▶ [Dataset]:
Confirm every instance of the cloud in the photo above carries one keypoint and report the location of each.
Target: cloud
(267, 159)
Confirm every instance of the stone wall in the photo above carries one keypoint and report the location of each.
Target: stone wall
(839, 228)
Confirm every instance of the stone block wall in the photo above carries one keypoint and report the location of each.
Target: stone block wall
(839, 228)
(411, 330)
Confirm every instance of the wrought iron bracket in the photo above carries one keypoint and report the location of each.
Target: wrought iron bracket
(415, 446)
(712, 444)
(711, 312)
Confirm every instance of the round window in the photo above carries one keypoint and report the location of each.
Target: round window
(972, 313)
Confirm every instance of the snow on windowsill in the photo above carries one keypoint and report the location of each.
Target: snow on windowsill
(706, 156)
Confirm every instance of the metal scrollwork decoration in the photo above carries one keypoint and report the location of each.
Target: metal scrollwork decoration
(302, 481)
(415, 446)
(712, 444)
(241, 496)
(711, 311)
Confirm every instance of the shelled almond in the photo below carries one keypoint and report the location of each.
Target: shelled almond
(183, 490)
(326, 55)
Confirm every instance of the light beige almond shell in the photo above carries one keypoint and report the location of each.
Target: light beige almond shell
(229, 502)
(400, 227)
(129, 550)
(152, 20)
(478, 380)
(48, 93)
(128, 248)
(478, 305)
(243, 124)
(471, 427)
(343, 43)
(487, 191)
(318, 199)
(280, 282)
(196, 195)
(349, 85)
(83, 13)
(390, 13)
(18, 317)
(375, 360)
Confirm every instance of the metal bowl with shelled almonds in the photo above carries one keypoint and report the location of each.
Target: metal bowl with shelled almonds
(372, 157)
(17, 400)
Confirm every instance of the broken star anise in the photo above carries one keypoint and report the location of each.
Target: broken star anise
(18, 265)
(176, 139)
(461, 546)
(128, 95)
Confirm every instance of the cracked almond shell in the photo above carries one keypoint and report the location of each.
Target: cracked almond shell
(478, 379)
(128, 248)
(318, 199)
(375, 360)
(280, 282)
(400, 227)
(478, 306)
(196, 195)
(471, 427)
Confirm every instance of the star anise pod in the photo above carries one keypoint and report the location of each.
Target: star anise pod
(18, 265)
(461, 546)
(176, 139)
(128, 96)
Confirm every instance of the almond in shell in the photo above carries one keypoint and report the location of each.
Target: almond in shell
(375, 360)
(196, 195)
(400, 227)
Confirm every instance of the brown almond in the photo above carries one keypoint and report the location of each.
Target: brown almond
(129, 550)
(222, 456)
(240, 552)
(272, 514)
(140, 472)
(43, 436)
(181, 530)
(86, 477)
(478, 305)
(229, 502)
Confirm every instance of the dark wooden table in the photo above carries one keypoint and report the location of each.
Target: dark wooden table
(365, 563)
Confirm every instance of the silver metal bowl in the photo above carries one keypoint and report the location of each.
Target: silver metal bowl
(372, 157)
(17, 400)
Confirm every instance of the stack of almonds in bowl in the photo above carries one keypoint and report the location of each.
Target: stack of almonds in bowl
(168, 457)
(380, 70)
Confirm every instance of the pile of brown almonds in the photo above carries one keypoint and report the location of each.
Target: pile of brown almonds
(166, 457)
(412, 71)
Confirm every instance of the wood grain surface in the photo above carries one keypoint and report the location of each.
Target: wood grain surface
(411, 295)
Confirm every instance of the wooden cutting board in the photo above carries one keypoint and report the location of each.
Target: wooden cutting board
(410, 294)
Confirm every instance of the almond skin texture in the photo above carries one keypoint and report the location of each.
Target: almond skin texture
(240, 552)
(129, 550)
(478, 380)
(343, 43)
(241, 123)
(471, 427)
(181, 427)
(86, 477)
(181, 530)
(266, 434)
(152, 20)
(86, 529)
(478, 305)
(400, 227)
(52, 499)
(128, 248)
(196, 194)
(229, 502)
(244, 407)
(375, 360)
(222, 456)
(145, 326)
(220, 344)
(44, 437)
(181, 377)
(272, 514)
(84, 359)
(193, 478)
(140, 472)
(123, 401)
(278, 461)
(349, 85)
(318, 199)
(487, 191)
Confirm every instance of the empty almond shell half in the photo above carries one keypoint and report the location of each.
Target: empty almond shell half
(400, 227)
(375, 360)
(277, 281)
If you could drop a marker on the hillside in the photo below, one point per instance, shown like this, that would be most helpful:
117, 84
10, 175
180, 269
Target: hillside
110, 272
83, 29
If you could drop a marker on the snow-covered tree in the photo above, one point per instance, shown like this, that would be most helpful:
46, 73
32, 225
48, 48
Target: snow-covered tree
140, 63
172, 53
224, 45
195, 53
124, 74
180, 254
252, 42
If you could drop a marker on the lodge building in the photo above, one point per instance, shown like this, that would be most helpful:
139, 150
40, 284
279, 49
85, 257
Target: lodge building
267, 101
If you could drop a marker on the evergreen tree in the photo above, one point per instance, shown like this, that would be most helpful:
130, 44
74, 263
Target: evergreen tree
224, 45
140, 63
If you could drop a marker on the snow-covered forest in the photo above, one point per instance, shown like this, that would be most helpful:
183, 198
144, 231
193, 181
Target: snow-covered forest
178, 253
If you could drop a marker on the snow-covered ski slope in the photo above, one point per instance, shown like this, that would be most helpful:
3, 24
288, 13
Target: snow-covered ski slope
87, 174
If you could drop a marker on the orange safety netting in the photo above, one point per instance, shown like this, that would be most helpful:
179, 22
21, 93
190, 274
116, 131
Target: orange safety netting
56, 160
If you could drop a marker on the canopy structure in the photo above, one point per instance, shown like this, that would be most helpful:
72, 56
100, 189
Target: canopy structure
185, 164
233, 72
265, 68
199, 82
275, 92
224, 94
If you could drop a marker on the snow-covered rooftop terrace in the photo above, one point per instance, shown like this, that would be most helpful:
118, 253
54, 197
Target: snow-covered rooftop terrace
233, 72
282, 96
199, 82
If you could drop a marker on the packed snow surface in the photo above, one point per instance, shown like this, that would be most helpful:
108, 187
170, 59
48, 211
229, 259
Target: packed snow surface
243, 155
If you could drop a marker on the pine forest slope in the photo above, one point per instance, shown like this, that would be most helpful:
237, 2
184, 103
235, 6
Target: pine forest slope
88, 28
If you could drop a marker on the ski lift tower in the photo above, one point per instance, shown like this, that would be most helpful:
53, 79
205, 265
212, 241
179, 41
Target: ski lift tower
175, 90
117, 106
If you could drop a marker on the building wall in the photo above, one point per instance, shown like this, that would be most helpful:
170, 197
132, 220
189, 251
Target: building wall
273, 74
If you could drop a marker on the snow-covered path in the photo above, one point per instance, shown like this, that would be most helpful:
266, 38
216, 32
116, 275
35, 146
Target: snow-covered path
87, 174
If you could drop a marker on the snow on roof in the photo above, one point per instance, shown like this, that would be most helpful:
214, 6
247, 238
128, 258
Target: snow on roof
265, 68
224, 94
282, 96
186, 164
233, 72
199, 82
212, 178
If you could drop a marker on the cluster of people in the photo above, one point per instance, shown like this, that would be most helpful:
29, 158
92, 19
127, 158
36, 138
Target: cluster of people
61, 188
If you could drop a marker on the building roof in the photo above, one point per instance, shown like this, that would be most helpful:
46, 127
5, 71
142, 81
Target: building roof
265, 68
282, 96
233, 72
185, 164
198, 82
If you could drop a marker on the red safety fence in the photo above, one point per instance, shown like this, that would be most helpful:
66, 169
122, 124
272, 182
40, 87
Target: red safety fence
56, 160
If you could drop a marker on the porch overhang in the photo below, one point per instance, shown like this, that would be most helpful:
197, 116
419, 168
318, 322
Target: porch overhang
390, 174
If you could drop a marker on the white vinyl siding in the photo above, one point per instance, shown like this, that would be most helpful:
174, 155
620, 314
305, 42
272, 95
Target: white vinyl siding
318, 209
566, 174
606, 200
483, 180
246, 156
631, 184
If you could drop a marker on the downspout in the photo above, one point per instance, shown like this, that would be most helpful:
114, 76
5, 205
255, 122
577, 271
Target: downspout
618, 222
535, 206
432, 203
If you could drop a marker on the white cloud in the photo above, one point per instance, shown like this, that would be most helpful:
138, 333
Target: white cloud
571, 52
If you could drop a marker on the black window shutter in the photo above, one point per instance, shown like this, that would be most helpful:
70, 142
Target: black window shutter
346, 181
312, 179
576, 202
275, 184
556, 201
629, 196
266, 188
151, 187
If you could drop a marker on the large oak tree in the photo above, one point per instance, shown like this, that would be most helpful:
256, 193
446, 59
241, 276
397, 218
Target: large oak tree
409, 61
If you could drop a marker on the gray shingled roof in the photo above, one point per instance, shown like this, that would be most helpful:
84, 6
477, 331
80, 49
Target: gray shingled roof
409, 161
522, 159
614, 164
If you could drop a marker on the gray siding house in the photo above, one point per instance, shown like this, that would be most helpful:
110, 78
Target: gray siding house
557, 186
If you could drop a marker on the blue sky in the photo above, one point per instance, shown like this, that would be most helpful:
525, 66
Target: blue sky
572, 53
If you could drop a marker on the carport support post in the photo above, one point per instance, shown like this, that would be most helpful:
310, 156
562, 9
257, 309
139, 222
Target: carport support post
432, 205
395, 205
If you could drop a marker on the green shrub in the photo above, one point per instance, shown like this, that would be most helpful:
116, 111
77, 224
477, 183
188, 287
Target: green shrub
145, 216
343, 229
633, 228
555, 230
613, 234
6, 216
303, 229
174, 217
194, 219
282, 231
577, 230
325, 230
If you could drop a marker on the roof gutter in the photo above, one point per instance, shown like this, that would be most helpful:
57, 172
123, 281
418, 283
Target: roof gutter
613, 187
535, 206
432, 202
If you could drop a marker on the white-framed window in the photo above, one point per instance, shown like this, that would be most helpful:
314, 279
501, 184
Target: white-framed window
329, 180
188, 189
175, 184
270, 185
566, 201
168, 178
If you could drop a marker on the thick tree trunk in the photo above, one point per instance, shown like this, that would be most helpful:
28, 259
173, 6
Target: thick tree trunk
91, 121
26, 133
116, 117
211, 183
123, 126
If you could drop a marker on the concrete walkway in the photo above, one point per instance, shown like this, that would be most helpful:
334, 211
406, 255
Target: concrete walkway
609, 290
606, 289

▶ [Problem]: In the listing above, locate the line containing "Target: cloud" and the line containing "Confirm every instance of the stone block". Extract those two lines and every line between them, exactly as written, and only those.

▶ [Result for this task]:
Target: cloud
(267, 159)
Confirm every instance of the stone wall in the photo above carries one keypoint and report the location of each.
Target: stone wall
(839, 228)
Confirm every instance of the stone block wall in the photo above carries one keypoint and report the location of each.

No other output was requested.